INSTRUCTIONS TO FOLLOW:
Duplicate the lines running from the one containing "of the hardwood" through the one containing "x=439, y=302", inclusive, and output nothing else.

***

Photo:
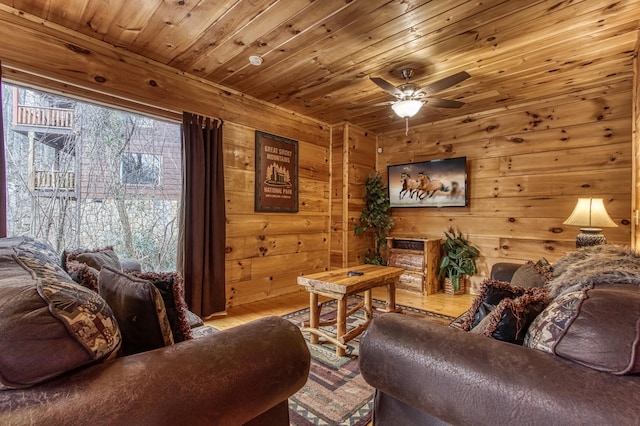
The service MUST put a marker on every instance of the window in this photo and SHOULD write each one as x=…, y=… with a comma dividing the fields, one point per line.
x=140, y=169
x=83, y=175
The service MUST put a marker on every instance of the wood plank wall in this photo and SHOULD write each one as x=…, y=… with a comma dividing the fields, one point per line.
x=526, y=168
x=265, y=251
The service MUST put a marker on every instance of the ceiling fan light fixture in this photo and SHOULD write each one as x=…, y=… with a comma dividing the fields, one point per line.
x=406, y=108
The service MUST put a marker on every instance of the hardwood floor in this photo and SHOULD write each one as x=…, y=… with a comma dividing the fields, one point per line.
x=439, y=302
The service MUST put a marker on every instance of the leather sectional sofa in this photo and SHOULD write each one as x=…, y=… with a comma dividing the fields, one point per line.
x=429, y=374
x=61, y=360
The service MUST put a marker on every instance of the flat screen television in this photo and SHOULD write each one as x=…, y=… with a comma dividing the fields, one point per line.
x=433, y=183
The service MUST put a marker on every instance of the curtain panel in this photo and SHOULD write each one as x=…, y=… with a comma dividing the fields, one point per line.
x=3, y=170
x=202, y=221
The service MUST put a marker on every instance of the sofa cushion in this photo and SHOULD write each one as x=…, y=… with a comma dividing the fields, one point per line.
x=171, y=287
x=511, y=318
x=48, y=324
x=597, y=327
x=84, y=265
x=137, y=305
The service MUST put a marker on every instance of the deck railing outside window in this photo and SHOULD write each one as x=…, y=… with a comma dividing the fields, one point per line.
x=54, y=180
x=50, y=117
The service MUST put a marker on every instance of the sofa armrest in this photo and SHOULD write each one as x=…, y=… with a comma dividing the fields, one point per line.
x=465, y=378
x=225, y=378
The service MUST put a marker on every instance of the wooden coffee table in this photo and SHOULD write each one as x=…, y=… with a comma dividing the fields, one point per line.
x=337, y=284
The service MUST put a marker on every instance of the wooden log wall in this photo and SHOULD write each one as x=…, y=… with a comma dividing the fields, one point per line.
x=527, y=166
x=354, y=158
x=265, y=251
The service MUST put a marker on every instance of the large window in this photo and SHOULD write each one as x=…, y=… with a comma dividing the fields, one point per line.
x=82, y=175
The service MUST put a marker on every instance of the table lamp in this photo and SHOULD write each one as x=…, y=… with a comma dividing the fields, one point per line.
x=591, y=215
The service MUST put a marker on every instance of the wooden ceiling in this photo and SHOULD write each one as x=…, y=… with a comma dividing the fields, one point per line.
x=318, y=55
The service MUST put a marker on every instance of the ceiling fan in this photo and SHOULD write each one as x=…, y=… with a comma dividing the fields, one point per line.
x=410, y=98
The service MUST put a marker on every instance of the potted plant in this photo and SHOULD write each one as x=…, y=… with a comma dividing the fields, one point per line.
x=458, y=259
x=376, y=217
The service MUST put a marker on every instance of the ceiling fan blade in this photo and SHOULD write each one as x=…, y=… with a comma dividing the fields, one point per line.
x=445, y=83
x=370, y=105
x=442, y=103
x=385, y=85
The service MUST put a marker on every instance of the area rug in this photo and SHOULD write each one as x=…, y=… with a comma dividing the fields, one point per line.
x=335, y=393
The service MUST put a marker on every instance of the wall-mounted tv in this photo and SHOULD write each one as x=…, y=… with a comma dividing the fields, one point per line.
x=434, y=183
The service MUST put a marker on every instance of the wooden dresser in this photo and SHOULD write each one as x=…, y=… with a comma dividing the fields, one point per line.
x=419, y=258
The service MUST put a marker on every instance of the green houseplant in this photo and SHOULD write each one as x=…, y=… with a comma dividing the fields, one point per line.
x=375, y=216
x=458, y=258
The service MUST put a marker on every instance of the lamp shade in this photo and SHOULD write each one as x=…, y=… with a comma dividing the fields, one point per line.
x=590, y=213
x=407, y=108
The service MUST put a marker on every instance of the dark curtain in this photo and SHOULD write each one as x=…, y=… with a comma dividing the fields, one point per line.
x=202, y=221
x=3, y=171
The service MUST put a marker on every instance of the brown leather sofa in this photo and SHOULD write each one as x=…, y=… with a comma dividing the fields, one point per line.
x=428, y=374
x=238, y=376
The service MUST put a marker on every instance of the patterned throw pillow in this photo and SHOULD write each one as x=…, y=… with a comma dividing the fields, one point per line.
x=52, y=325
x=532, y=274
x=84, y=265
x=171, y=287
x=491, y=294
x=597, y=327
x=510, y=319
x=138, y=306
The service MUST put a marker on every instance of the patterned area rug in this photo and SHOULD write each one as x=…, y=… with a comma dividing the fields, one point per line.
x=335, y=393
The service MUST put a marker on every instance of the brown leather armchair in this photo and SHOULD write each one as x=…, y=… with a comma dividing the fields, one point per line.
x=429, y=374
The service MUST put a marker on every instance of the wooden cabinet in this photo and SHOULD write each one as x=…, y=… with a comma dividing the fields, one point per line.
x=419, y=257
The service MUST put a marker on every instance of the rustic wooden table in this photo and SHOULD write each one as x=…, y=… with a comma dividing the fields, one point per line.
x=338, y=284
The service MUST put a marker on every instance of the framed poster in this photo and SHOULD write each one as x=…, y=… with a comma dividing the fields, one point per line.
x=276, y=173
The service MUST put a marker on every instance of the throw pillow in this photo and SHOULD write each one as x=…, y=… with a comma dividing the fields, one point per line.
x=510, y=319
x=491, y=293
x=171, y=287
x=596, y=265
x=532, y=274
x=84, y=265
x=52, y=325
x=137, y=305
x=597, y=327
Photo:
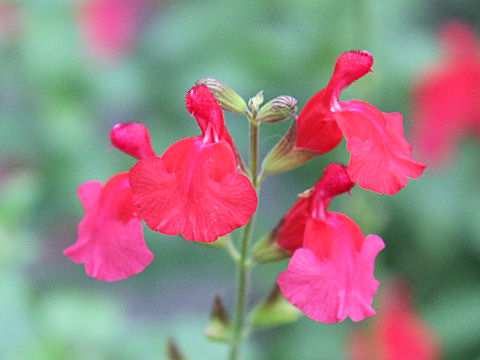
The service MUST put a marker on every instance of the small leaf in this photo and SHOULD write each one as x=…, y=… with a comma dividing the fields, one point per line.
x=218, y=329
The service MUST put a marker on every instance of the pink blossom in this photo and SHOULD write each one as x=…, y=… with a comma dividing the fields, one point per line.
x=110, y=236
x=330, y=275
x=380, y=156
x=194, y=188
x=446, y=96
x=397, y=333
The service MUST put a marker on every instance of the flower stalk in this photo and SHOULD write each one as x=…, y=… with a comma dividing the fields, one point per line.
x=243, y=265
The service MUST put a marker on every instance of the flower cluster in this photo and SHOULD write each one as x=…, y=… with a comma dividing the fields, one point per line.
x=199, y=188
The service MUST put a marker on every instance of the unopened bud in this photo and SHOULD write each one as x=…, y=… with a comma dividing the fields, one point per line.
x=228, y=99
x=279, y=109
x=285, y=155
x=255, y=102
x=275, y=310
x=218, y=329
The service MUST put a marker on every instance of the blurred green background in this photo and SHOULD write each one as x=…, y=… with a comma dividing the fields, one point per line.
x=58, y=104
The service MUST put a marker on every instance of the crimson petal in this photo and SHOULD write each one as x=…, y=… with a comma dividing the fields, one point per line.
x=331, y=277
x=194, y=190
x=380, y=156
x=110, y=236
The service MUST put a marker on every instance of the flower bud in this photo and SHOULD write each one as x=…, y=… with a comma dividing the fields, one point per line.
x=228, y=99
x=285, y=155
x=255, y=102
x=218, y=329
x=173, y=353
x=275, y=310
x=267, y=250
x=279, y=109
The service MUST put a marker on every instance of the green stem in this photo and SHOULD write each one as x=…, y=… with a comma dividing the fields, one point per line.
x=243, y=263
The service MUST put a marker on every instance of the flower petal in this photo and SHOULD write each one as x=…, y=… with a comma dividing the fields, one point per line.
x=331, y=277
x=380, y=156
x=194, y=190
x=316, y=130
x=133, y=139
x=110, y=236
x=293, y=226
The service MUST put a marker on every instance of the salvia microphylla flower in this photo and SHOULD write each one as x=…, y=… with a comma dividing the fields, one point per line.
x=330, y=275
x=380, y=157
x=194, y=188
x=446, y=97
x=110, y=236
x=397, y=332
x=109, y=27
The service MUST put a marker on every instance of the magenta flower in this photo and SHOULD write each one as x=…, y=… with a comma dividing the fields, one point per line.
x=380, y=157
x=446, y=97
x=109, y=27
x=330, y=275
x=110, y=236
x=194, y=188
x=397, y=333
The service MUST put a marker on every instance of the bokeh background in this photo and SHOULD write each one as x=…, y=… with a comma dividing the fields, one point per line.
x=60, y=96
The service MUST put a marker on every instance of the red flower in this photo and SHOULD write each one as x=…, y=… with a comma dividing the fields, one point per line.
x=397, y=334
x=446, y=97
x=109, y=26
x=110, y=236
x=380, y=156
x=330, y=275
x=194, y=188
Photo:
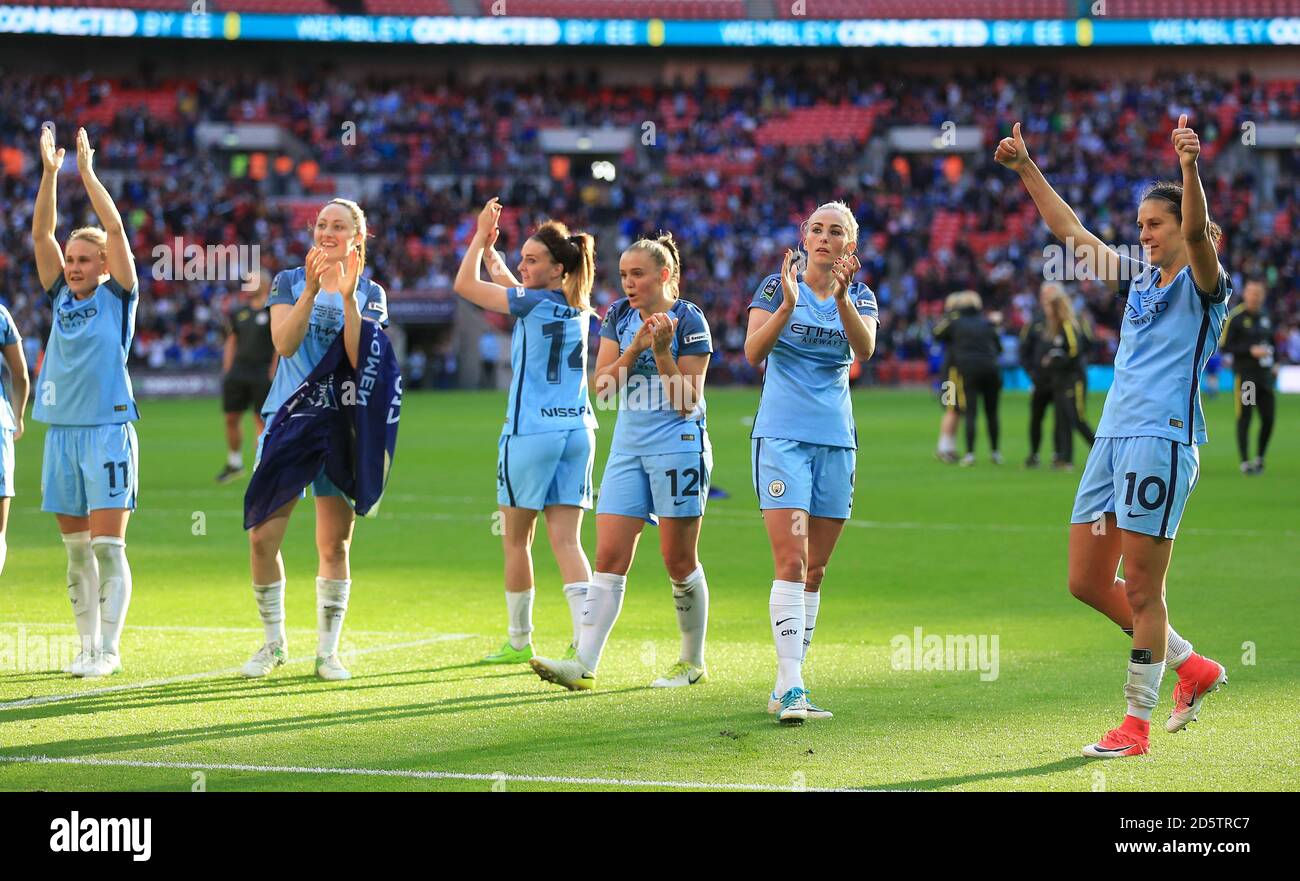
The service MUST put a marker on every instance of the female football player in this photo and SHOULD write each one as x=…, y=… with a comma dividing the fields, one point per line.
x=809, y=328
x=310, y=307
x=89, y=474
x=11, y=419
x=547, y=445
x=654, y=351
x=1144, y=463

***

COMPLETED EXERCISE:
The service MUST put a marker on every instance of the hardwood floor in this photo and SHOULD write each one as x=…, y=… with a comma dividing the fields, one point per line.
x=439, y=302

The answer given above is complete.